▶ **Exercise instructions**
Search term "door": please show all lines in the listing that contain it.

++++ The data ++++

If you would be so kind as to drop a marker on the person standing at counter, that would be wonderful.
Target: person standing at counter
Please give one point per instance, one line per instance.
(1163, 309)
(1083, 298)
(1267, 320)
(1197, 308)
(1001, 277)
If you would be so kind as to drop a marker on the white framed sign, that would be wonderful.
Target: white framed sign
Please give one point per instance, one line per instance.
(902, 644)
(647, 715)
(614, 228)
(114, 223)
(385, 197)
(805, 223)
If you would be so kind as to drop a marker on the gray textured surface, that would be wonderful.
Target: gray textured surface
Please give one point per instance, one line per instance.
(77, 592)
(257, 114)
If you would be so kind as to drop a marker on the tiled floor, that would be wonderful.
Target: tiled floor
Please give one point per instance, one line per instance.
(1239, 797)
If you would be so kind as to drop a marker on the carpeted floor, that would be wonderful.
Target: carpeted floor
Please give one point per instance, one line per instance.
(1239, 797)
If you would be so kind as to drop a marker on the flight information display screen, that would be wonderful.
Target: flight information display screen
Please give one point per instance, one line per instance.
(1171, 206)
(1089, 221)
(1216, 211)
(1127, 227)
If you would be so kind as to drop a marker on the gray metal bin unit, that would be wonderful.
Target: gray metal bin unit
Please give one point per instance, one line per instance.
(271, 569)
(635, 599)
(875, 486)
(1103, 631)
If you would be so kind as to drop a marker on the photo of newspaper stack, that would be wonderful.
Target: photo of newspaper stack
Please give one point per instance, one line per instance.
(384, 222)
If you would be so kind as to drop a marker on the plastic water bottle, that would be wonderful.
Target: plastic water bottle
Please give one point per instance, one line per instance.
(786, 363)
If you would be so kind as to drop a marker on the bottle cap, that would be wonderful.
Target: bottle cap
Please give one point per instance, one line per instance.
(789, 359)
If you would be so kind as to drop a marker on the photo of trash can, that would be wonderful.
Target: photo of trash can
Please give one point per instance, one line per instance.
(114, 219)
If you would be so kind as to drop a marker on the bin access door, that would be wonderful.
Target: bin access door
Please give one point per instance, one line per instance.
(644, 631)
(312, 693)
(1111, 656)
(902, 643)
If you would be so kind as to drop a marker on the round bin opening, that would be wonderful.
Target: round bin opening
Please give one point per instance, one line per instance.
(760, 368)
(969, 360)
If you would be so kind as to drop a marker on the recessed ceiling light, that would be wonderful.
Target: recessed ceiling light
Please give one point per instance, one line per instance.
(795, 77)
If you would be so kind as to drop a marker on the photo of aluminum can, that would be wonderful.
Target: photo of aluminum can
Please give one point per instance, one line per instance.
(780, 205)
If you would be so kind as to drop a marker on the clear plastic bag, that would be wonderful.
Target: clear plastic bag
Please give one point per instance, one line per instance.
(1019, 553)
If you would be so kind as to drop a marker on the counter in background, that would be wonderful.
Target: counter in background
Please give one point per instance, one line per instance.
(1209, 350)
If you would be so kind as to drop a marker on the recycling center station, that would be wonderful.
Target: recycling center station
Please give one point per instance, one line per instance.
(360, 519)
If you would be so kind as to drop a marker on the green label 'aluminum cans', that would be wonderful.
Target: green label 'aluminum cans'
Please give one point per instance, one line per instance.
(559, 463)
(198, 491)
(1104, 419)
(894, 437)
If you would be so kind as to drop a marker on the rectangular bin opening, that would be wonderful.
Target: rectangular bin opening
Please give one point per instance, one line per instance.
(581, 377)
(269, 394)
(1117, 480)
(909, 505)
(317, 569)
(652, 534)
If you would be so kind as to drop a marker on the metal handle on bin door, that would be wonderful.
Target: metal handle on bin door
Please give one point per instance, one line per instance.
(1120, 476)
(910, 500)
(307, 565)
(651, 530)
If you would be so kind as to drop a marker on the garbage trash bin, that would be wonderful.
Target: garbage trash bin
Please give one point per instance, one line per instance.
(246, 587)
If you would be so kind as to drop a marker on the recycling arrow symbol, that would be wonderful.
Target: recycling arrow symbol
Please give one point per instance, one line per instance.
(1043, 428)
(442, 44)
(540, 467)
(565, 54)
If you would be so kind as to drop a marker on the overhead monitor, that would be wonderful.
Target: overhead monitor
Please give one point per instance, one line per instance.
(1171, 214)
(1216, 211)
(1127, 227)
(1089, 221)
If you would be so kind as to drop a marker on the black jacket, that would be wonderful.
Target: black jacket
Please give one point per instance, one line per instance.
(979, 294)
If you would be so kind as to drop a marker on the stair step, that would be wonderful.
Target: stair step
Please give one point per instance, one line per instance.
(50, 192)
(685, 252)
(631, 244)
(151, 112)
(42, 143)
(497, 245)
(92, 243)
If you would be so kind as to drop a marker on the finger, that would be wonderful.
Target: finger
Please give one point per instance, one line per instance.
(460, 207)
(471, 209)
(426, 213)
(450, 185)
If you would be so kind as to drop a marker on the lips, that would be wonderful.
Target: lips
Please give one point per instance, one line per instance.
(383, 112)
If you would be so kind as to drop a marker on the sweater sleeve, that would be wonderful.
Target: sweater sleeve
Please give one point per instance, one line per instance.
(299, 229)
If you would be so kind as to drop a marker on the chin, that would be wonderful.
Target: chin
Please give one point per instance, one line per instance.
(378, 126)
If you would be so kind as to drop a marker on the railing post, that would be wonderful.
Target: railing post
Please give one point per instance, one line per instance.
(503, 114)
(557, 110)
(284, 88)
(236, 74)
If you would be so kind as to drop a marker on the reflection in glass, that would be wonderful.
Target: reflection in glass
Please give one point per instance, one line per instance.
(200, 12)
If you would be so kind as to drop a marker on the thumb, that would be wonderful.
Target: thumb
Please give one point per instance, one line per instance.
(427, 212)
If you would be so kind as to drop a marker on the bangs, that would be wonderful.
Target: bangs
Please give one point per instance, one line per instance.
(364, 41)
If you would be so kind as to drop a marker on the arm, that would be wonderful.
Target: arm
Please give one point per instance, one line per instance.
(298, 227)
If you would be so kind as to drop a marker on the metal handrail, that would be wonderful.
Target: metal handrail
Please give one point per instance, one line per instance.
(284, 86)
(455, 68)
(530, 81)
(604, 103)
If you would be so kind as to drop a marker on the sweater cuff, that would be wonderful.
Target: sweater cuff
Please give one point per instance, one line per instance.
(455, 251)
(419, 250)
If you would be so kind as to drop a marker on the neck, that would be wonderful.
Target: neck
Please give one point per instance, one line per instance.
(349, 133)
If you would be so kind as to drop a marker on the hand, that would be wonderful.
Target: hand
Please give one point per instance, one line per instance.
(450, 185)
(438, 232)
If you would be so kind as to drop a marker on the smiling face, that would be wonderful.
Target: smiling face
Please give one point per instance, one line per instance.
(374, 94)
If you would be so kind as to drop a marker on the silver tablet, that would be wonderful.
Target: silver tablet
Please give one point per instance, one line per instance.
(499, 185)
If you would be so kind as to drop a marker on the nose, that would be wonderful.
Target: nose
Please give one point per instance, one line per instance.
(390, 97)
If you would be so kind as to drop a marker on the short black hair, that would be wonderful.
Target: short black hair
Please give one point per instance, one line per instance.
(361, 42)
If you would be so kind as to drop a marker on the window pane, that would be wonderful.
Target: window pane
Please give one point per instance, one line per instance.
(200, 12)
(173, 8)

++++

▶ **Task solution**
If you would be so kind as to drop a marker on the bin access door, that would be wonderful.
Target: bin access door
If you would be so kind as to drop a marker on the metal handle on bin door, that would be wonderful.
Target: metal handle on bin door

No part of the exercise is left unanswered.